Exercise goal: Quote exactly, and only, the lines from the one with "Practice. Point at the white t-shirt" through the end of the listing.
# Start of Available data
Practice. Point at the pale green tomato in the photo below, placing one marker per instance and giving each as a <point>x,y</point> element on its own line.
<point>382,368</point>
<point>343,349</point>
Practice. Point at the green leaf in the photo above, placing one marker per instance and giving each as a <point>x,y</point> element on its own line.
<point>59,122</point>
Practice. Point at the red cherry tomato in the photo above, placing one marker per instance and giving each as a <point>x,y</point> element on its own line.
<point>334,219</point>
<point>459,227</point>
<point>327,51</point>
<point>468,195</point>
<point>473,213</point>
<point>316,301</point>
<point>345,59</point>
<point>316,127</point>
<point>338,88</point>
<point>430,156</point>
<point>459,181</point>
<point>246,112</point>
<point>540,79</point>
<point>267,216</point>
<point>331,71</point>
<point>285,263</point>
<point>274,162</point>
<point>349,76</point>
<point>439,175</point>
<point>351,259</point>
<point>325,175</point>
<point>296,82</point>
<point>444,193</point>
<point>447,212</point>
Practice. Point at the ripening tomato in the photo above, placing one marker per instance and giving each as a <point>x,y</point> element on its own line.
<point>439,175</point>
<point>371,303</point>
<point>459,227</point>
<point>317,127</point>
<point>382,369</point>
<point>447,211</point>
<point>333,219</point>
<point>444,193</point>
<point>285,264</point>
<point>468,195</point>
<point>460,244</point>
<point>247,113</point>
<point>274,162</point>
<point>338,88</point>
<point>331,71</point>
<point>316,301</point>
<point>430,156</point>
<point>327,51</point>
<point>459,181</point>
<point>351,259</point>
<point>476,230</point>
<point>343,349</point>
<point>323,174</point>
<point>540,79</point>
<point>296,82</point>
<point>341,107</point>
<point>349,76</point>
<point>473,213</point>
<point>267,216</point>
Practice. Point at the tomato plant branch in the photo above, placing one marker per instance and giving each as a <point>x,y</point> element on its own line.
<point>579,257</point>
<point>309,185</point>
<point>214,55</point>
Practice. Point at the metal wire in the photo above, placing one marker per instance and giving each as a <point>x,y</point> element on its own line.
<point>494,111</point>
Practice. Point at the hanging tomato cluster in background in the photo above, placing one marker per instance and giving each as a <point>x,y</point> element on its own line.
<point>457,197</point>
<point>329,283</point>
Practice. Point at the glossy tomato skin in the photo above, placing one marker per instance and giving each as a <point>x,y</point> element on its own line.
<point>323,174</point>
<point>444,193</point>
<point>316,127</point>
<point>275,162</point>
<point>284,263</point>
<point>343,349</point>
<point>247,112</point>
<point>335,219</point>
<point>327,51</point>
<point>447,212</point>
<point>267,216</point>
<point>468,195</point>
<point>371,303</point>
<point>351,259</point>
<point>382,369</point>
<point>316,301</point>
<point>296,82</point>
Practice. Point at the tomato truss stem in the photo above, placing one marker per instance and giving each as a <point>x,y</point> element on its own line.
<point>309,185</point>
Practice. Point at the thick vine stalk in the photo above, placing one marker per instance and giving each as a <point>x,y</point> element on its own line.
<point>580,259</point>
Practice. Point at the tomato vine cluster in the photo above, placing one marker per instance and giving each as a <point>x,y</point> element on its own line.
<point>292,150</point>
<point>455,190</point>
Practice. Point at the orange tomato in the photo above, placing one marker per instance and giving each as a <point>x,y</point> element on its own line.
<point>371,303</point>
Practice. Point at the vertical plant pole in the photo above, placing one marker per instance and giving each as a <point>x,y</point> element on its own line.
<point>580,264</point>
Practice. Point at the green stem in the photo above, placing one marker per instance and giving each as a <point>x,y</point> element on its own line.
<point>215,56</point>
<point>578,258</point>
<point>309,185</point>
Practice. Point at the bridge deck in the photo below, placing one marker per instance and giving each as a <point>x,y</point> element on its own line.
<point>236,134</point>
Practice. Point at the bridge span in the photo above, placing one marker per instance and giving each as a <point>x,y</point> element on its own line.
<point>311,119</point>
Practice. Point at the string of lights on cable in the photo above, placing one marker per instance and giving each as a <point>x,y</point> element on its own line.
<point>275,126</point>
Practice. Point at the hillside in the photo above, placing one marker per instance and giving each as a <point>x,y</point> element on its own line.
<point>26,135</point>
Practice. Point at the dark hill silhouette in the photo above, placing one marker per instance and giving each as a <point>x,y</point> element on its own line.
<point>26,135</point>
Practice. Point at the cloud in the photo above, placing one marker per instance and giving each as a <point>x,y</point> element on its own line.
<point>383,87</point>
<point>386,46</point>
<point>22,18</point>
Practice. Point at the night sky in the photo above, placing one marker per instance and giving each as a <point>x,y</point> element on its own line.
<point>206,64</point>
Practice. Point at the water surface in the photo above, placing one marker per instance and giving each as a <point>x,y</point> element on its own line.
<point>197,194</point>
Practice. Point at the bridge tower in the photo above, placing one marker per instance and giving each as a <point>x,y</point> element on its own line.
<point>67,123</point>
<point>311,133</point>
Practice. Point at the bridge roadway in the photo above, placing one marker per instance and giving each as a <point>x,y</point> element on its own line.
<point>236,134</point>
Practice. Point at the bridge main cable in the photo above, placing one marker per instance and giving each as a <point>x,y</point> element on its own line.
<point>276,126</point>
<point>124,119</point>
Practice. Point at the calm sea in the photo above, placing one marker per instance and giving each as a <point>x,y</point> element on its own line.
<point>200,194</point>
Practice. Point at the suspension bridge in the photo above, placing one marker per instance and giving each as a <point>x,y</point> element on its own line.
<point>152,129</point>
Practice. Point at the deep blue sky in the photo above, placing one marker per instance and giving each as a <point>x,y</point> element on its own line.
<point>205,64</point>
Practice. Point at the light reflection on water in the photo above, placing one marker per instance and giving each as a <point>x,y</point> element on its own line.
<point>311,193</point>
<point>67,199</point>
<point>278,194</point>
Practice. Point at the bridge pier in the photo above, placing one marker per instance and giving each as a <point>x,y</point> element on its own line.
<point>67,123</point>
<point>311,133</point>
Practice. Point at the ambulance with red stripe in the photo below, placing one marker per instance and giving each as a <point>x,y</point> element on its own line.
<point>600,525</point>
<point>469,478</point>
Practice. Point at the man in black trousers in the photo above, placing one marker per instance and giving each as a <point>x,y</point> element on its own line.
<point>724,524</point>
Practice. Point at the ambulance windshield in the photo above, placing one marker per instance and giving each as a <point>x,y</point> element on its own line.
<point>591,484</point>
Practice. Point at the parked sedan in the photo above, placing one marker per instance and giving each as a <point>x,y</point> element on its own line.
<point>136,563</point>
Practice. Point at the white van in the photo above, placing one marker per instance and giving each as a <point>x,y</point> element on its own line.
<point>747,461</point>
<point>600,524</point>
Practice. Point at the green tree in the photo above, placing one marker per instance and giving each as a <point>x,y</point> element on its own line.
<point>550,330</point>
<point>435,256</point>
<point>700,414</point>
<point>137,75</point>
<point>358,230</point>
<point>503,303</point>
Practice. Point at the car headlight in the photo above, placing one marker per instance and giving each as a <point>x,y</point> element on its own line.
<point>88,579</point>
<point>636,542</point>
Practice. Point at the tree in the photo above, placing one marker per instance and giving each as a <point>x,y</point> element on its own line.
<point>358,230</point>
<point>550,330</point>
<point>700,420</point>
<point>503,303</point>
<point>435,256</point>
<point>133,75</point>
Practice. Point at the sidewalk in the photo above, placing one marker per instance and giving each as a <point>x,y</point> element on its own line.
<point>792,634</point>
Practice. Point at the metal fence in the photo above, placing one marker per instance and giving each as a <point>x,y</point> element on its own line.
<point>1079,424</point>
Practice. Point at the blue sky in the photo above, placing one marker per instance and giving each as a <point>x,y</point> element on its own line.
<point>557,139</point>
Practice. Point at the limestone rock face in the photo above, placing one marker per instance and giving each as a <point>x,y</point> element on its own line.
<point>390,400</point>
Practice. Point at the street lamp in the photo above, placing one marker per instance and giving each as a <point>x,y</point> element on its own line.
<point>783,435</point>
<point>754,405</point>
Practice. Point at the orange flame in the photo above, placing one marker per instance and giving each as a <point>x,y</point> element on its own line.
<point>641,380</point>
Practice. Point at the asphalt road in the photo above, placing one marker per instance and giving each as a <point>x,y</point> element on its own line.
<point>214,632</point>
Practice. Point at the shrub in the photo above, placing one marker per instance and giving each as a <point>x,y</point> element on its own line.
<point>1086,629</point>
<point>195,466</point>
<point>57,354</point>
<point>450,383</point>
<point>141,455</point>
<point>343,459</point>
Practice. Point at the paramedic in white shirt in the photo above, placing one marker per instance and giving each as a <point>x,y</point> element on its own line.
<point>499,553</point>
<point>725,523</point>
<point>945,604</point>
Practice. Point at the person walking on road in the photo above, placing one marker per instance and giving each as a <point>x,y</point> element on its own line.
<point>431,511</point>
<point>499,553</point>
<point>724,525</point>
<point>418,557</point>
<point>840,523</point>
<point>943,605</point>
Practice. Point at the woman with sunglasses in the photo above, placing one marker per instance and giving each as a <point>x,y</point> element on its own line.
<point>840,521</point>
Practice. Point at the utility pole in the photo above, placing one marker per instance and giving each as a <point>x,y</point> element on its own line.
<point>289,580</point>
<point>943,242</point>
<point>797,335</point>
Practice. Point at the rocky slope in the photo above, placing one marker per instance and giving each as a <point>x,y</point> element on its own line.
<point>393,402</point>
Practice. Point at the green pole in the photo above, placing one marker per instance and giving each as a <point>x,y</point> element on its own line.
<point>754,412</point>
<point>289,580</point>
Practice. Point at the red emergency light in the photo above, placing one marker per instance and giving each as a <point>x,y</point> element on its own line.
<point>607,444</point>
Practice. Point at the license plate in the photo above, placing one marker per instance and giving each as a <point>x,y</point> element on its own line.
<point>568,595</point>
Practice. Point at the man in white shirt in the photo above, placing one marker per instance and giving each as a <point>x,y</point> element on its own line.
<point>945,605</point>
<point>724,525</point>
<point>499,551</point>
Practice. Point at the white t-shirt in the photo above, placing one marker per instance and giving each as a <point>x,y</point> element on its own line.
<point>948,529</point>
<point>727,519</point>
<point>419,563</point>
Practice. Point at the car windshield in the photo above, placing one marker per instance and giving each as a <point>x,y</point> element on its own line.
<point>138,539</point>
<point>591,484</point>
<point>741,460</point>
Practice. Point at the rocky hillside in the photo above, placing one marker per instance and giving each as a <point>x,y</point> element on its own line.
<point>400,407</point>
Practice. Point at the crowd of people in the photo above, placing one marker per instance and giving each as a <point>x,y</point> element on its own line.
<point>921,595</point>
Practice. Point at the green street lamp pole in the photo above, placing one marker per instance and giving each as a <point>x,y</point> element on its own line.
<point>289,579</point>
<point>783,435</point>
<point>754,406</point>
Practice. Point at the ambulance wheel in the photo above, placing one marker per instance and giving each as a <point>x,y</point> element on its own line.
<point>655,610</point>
# End of Available data
Written reply:
Practice. Point at the white t-shirt in the photo above, placing one marker per instance and giving each as a <point>x,y</point> element on its own line.
<point>948,529</point>
<point>727,519</point>
<point>419,563</point>
Practice. Point at the car windshield in the photo above, placing one marker per instance and giving each as a <point>x,y</point> element on its own line.
<point>138,539</point>
<point>591,484</point>
<point>741,460</point>
Practice. Point at the rocky hillside in the photo above, placing one marker per instance and giving each as a <point>x,y</point> element on its own line.
<point>400,407</point>
Practice. Point at the crowd of people in the photo above, placing one marker per instance and giving each as a <point>x,y</point> element on its own line.
<point>921,595</point>
Practice. Point at the green street lamp pole in the photo above, placing one marker per instance and giving each as a <point>x,y</point> element on its own line.
<point>289,579</point>
<point>783,435</point>
<point>754,406</point>
Practice. Point at the ambulance wheel in the photo above, placing one marker per instance and giving each as a <point>x,y</point> element on its own line.
<point>655,610</point>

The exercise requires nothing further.